● Exercise aim
Produce an exact transcription of the listing below, omitting the pictures.

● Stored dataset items
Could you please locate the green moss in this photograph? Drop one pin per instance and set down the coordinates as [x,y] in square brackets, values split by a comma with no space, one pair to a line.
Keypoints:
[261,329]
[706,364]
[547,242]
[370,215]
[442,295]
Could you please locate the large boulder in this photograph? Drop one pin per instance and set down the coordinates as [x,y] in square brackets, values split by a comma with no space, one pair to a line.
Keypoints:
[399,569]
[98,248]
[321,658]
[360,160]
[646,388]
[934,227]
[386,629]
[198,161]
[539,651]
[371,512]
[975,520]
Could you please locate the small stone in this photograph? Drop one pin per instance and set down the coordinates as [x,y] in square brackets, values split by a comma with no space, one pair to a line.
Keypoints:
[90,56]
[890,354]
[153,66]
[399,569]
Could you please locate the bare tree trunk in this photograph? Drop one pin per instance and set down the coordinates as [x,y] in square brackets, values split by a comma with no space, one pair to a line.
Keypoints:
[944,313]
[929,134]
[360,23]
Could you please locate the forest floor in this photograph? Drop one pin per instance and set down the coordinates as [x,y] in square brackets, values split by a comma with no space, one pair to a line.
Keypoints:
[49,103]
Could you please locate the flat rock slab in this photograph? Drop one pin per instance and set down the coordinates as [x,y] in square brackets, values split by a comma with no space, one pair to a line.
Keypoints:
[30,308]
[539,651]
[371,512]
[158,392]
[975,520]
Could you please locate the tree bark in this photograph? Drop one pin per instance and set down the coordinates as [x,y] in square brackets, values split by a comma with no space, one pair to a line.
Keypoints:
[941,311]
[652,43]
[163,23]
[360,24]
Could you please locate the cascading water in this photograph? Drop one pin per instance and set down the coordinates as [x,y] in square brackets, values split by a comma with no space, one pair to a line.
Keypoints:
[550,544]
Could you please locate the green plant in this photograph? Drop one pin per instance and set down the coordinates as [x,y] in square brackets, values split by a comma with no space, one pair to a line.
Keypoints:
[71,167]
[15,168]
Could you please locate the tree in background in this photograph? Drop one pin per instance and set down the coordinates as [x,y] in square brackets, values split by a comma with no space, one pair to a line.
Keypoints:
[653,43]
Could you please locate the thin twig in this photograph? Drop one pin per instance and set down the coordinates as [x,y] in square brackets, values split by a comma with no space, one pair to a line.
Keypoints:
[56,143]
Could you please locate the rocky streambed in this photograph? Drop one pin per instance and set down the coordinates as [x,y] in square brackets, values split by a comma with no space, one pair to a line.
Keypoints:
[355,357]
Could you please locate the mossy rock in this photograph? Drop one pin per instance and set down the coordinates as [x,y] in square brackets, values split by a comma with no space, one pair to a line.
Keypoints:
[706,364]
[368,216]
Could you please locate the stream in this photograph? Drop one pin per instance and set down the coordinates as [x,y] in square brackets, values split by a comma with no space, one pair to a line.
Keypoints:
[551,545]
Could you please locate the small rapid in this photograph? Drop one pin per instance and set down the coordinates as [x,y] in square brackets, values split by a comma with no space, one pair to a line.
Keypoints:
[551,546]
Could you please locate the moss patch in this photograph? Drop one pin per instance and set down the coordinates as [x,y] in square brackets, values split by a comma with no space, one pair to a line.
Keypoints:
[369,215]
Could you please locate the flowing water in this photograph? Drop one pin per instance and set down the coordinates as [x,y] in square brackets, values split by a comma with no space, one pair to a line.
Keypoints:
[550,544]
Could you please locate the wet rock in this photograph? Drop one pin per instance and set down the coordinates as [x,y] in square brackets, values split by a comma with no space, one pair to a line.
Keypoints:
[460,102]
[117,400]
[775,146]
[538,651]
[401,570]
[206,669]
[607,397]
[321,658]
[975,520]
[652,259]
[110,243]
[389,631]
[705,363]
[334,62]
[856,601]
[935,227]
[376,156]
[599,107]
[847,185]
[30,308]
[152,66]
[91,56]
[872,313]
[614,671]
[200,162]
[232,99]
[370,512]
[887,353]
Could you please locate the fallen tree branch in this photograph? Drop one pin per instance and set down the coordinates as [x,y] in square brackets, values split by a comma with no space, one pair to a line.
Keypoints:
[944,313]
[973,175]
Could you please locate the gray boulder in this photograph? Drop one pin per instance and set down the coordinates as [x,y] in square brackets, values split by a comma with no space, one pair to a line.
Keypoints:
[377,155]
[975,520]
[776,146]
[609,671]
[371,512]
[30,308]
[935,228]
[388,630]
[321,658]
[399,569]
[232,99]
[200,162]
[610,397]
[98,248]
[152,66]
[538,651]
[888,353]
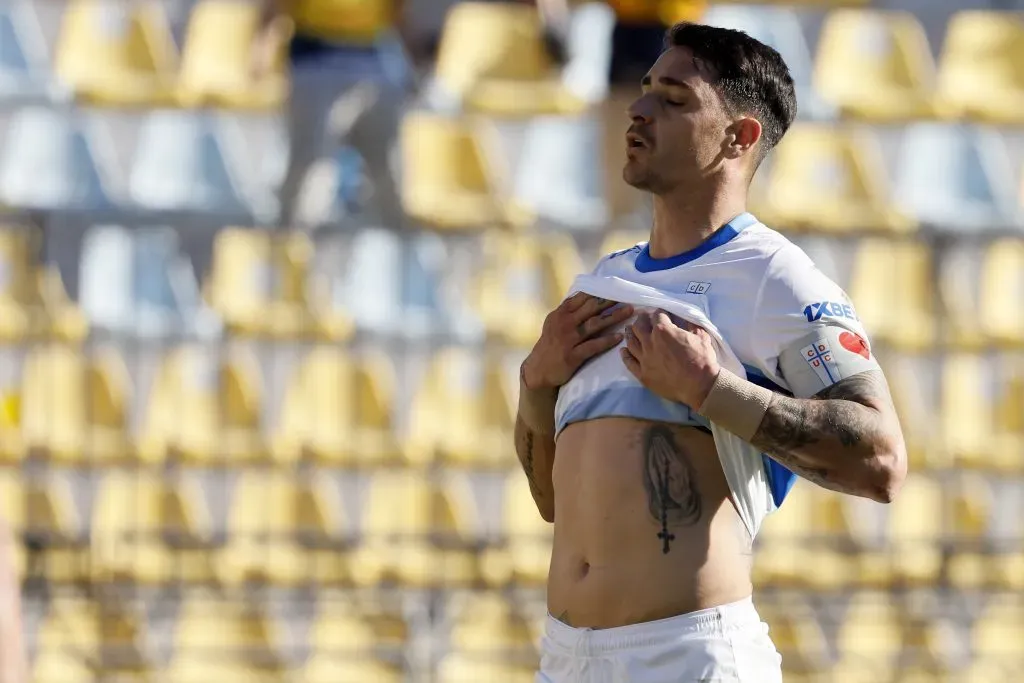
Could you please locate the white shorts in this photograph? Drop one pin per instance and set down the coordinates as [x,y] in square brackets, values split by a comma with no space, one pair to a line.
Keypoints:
[726,644]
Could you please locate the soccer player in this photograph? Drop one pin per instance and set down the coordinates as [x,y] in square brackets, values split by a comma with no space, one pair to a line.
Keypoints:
[629,419]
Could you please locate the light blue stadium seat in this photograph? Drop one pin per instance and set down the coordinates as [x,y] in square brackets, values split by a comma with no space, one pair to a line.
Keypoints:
[560,176]
[48,163]
[180,165]
[589,51]
[138,283]
[957,176]
[781,30]
[25,75]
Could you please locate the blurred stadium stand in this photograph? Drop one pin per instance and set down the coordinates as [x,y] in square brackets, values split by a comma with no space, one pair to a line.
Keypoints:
[237,452]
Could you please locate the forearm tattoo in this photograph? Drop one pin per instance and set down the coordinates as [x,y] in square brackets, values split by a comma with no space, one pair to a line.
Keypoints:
[524,450]
[838,414]
[673,497]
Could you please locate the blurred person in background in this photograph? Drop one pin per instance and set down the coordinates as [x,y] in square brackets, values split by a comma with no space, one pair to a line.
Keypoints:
[658,462]
[349,78]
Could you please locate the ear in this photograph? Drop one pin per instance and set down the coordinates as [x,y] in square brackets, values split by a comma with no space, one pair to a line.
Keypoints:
[741,136]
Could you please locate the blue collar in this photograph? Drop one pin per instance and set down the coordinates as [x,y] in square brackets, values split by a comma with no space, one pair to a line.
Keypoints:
[646,263]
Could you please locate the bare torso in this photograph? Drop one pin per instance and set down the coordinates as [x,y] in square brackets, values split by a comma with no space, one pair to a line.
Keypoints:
[614,481]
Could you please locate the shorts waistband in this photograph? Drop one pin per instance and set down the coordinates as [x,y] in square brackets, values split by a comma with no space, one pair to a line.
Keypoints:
[713,621]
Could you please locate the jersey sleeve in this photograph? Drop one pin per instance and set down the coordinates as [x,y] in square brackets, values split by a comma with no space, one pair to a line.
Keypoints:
[805,333]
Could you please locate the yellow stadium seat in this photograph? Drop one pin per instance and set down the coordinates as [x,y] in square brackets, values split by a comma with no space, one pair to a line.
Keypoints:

● Solved problem
Could you please locate the green moss in this photograph? Drop one pin per instance and set down the coordinates as [x,y] in square brackets, values split by a comma with no space, one pair to a line.
Keypoints:
[261,329]
[706,364]
[547,242]
[370,215]
[442,295]
Could you please locate the large boulder in this photograph? Drop one pin per instance and set down the coordinates as [x,y] in square brackets, values split by a comma with no space, one pair to a line.
Keypoints:
[399,569]
[98,248]
[321,658]
[360,160]
[646,388]
[934,227]
[386,629]
[198,161]
[539,651]
[371,512]
[975,520]
Could you please locate the small stone in this photograph? Drop one pin per instance and set down the coordinates as [x,y] in square brackets, values split by a comma with no space, one pair to a line.
Keypoints:
[90,56]
[890,354]
[153,66]
[399,569]
Could you please locate the bare tree trunk in this photograph? Drop one pin per instance and set down the coordinates as [x,y] in square brackets, values split by a comma with no space, one pair to a line.
Keypoints:
[944,313]
[929,134]
[360,23]
Could you please locate the forest floor in this photograph? Drop one pin per instance and set down the coordinates as [x,y] in square brackets, values split by a comma with no space, one pair to a line.
Keypoints:
[49,103]
Could you please locate the flat rock slab in this photograph? Drop one pin per instance and set down the coordinates as [x,y] in square brackets, values split by a comma with no space, one pair to a line.
Keypoints:
[30,308]
[539,651]
[371,512]
[158,392]
[975,520]
Could you please locate the tree bark in this photograph? Drop one pin per instance and set down the coordinates as [x,y] in square brackets, values split by a comma with no space, one pair to a line.
Keypoints:
[941,311]
[652,43]
[163,23]
[360,24]
Could you please locate the cascading water in this photograph? Drop one pin per instance and set down the coordinates as [x,y] in square brackets, values split by a comma with no space, one pair to a line.
Keypoints:
[550,544]
Could you please locate the green plant in this photograph? Drop one pin per instance and set down the coordinates as [x,y] in square brackets, values split by a comma with no space, one pair to a line.
Keypoints:
[71,167]
[15,168]
Could you please locate the tree in background in this photograph? Drop one pin per instance and set down the coordinates as [x,y] in square brackets, values split by a comma with no space, one pair to a line.
Keypoints:
[653,43]
Could you please locate the thin twig in this photograph? Drop one pin per instance and set down the coordinates as [x,y] in square brackets, values split by a comma with no space, one pair to a line.
Keypoints:
[56,143]
Could you please locate the rocky streambed in this photograph? Drop one pin per instance and set down the coordinates as [x,y] in square brackets, values split by a comma with no space, one pair to a line.
Keypoints:
[355,357]
Could you please locate the mossy rock in this photograph? Drop one pin per instance and set down the coordinates as [x,y] in square brackets, values split by a comma with no space, one pair to a line.
Keypoints:
[706,364]
[368,216]
Could you please locate the stream in this photograph? Drop one pin per instance and set down the coordinates as [x,y] in square brackets, values split by a comma with no space, one pair to a line.
Keypoints:
[551,545]
Could you please locate the small rapid in this photograph? Drop one pin per instance and set down the coordinates as [x,y] in square brackets, values split by a comma with no space, one pair to a line.
Keypoints:
[551,546]
Could you please locate the moss patch in this photograph? Drop one pin per instance and set down the coordinates as [x,y] in square brackets, values split by a comma with no space, one pair to a line.
Keypoints:
[369,215]
Could you please locate the flowing water in this photograph? Drop one pin per instance and set down the coordinates as [x,y] in square brackets, values split by a comma with no space, one pair to a line.
Keypoints:
[550,544]
Could you please locate the wet rock in this photograph? Drop one pin per instance and set down the coordinates as [x,y] in square brackets, values split by a comma with no space, one pair to a line.
Keypoints:
[460,102]
[117,400]
[775,146]
[538,651]
[401,570]
[206,669]
[607,397]
[321,658]
[975,520]
[652,259]
[110,243]
[389,631]
[705,363]
[334,62]
[856,601]
[935,227]
[376,156]
[599,107]
[847,185]
[30,308]
[152,66]
[91,56]
[872,313]
[614,671]
[200,162]
[232,99]
[370,512]
[887,353]
Could you please locate the fallen tree branch in this photograph? Drop one pin per instance and set down the coordinates as [x,y] in square brackets, values split by a comma with no space, one pair to a line.
Keypoints:
[944,313]
[973,175]
Could you please locate the gray boulder in this photograph? Drop one pin per instance and set down the coordinates as [x,y] in square brackets, values split by a comma with no space, one pair to a line.
Keypoints:
[377,155]
[975,520]
[776,146]
[609,671]
[371,512]
[30,308]
[935,228]
[388,630]
[321,658]
[399,569]
[232,99]
[200,162]
[610,397]
[98,248]
[152,66]
[538,651]
[888,353]
Could you please locate the white shorts in this photograph? Drop one pin per instance and set down the coordinates as [x,y] in square brackets, values split by a comma with no space, one pair to a line.
Keypoints:
[726,644]
Could you please locate the soccer player in this photograph? Drop one pin per instance and set down the coordinates as [x,y] in square brackets, values split by a comma with no space, one pair to a line.
Keypoints:
[629,419]
Could you please locate the light blue stadium seat in this photograph? Drop one pin per instance and set down the coordinates as [x,y] in square brackets, values split by a comma with no space, one pair to a line.
Keypoints:
[560,176]
[48,163]
[180,165]
[589,51]
[138,283]
[957,176]
[781,30]
[25,75]
Could you please locate the blurred stadium stand in this photograph? Drop one pin per instance and set down the coordinates as [x,y] in square brackets, values split by a comma with no space, one pair to a line.
Keypoints:
[237,452]
Could you please locate the forearm tattoo in this photograph? Drop one pin per instance and set down the coordinates as [x,y] in square brackets, values split by a comma with no space, one pair to a line.
Keypoints:
[524,450]
[838,414]
[673,497]
Could you please locate the blurred person in background in this photograph? Drop one pin per instance and set down the coordinates as [x,y] in square brackets, values split by a comma with no space, one pair to a line.
Keypoints:
[658,462]
[349,78]
Could you please locate the ear in this photograph? Drop one pin per instance and set down the coordinates as [x,y] in square brackets, values split by a comma with no space, one pair to a line.
Keypoints:
[741,136]
Could you please locate the blue collar in this photograph? Drop one pin per instance and set down the coordinates as [x,y] in square brackets, values split by a comma with no space, one pair to a line.
Keypoints:
[646,263]
Could you please locate the bare torso in this photograph? Drop one pin per instance and set down the coordinates as [x,y] in square brackets, values split by a comma with no space, one pair to a line.
Keypoints:
[614,481]
Could you please locate the shorts waistband in this photograph? Drop one pin per instance and set down the coordinates as [x,y] in square brackets, values split by a comma with no space, one pair to a line.
Keypoints:
[713,621]
Could you please locate the jersey sleeve in this photograph? Drop one pin per instance and set down the coordinates as [x,y] in square brackets, values split by a comma with no space, one pair to a line.
Keypoints:
[805,333]
Could you please locate the yellow stadium seat in this photograph? Drop one pin per instance and set down the coordinates as [x,y] in square brackets, values split by a comma with no space, one pair to a line.
Keypoints:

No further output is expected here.